• **Problem requirements**:
Reproduce the stretch of material from its beginning through the line containing "[0,0,468,240]", with both ends included and every line kept identical.
=== Material provided ===
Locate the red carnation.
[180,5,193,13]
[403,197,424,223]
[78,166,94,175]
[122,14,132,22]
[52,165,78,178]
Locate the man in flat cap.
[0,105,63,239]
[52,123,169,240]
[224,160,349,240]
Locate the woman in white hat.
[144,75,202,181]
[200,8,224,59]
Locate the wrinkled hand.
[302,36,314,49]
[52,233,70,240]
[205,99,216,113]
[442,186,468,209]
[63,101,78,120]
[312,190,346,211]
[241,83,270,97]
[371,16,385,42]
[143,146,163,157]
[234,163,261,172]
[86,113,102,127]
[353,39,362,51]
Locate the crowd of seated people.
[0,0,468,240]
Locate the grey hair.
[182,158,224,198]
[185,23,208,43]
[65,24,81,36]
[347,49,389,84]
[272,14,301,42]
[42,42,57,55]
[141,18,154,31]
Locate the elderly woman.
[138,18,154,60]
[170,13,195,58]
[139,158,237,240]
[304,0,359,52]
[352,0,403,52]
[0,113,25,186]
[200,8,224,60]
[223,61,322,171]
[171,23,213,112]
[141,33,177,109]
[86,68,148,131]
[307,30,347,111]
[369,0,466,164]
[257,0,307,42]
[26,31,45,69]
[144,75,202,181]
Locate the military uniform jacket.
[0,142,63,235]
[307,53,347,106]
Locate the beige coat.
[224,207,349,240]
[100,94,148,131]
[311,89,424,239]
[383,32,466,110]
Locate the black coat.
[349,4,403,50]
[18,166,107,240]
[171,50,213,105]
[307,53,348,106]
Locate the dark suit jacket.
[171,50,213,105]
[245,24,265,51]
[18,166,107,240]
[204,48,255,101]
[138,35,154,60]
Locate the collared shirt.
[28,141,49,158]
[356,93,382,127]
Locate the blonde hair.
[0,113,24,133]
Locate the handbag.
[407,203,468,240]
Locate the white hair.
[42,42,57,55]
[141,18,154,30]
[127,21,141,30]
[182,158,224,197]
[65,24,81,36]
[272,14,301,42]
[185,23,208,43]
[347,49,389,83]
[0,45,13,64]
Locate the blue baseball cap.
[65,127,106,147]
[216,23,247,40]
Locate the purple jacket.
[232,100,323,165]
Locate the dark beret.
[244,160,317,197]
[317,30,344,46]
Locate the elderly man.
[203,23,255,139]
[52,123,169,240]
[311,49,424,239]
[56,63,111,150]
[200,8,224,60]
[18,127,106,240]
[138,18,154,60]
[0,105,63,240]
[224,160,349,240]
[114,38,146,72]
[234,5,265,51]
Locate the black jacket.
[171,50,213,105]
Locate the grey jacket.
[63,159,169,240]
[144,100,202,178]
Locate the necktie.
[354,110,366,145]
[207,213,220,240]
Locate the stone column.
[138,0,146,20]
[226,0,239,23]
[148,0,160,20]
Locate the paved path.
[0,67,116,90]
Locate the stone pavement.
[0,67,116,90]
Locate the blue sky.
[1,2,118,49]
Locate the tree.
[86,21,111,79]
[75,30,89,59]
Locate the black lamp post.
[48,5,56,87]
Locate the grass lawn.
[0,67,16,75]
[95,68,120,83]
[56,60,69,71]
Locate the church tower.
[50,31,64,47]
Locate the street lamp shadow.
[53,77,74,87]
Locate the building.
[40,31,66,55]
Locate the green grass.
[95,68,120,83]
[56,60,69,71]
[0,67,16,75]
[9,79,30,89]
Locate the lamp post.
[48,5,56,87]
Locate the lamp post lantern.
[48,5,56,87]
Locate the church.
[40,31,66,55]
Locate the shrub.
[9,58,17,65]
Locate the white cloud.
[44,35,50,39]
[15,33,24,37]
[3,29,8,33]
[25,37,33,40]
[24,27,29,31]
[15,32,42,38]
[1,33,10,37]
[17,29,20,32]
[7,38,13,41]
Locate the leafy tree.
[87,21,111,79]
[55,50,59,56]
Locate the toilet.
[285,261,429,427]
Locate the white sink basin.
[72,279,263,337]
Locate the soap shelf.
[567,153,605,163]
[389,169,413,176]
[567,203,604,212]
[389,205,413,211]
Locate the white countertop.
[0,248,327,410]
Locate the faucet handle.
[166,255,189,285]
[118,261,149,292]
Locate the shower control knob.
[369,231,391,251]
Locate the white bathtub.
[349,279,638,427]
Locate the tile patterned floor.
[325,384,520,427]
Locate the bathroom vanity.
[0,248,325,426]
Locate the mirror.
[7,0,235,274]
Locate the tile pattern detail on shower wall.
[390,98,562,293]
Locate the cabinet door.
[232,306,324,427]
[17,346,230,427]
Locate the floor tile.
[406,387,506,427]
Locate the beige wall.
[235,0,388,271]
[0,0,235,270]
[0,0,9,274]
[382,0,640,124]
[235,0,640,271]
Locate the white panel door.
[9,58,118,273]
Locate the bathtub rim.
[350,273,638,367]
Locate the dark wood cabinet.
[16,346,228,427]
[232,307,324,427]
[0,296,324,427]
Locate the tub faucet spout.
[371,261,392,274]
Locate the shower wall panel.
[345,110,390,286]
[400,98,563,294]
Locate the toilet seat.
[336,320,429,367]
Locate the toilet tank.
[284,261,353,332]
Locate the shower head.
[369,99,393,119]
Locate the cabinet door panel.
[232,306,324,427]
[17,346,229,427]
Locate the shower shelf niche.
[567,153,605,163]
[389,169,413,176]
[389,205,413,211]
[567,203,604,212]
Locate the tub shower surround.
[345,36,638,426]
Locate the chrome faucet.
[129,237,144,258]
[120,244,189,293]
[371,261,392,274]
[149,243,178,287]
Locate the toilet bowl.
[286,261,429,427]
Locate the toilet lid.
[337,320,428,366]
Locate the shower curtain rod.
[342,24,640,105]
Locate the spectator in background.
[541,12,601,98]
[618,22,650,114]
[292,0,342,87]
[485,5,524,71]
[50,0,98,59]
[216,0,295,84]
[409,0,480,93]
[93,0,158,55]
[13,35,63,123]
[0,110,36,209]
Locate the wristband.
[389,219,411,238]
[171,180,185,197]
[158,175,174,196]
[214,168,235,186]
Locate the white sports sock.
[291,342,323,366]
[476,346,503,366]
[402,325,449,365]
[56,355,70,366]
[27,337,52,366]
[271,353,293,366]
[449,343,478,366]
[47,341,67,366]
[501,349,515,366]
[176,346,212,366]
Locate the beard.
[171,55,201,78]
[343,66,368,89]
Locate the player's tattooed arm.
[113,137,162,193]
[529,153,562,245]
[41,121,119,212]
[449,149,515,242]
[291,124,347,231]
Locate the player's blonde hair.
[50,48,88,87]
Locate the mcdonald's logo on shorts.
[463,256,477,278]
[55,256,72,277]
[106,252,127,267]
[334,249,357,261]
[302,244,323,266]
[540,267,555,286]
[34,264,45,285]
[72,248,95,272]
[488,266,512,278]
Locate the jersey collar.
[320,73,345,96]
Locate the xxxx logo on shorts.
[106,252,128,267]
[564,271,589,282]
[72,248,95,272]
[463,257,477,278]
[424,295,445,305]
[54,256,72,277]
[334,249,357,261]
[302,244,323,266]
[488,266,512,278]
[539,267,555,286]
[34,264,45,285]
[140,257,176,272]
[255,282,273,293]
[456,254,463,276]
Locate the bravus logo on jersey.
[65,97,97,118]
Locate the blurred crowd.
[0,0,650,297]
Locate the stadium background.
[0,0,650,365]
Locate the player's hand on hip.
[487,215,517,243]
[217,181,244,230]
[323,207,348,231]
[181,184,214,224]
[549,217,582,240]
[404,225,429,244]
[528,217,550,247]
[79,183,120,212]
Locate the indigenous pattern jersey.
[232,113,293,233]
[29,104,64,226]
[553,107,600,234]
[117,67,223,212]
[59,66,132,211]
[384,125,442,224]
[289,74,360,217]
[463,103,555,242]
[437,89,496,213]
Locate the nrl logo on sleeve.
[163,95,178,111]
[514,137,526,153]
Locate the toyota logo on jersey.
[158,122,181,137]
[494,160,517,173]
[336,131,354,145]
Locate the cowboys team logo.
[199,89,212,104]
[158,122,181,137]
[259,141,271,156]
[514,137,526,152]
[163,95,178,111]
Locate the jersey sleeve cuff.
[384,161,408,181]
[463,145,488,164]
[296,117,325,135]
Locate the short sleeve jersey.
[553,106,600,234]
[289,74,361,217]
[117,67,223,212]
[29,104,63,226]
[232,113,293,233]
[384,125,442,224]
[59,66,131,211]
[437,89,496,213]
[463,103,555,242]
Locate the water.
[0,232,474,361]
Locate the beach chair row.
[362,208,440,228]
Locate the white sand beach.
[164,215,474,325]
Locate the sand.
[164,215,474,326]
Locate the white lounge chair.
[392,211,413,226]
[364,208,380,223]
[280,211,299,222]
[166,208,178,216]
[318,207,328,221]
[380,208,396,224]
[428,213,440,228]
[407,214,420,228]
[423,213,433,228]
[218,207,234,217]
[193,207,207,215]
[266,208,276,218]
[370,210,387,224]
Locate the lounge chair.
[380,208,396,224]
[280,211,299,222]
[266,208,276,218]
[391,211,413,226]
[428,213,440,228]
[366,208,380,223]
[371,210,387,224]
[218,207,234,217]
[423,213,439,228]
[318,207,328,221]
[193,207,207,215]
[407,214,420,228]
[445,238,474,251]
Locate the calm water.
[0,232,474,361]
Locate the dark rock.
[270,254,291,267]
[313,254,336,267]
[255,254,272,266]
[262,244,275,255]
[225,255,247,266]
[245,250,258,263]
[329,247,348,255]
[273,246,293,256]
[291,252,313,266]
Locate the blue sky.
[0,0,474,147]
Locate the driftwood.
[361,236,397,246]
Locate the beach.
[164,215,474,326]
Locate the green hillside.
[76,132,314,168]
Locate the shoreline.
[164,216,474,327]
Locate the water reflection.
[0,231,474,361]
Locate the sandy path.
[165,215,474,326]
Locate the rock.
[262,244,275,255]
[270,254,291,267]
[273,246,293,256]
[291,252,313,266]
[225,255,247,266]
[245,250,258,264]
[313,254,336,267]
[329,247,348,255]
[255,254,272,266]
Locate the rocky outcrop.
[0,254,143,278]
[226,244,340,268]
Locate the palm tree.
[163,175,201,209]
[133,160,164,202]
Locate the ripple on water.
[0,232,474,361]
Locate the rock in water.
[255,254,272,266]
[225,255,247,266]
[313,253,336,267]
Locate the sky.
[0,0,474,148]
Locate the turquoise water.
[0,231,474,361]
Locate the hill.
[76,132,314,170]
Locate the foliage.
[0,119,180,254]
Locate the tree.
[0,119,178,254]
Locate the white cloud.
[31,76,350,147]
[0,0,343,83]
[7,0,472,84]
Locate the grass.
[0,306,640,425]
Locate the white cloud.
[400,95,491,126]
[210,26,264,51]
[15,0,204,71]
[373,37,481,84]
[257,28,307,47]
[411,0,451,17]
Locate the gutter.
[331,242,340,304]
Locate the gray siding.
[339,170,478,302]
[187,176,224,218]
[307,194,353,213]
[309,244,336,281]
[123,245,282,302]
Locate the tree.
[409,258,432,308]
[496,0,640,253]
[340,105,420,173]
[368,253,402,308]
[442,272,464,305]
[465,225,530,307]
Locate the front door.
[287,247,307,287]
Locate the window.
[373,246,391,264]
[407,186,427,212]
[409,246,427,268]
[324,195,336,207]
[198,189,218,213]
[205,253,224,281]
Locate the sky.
===
• **Result**:
Locate the red carnation.
[180,5,193,13]
[403,197,424,223]
[78,166,94,175]
[122,14,132,22]
[52,165,78,178]
Locate the man in flat cap.
[0,105,63,239]
[52,123,169,240]
[224,160,349,240]
Locate the woman in white hat.
[144,75,202,181]
[200,8,224,59]
Locate the wrinkled hand.
[302,36,314,49]
[52,233,70,240]
[205,99,216,113]
[442,186,468,209]
[63,101,78,120]
[312,190,346,211]
[241,83,270,97]
[371,16,385,42]
[143,146,163,157]
[234,163,261,172]
[86,113,102,127]
[353,39,362,51]
Locate the crowd of seated people.
[0,0,468,240]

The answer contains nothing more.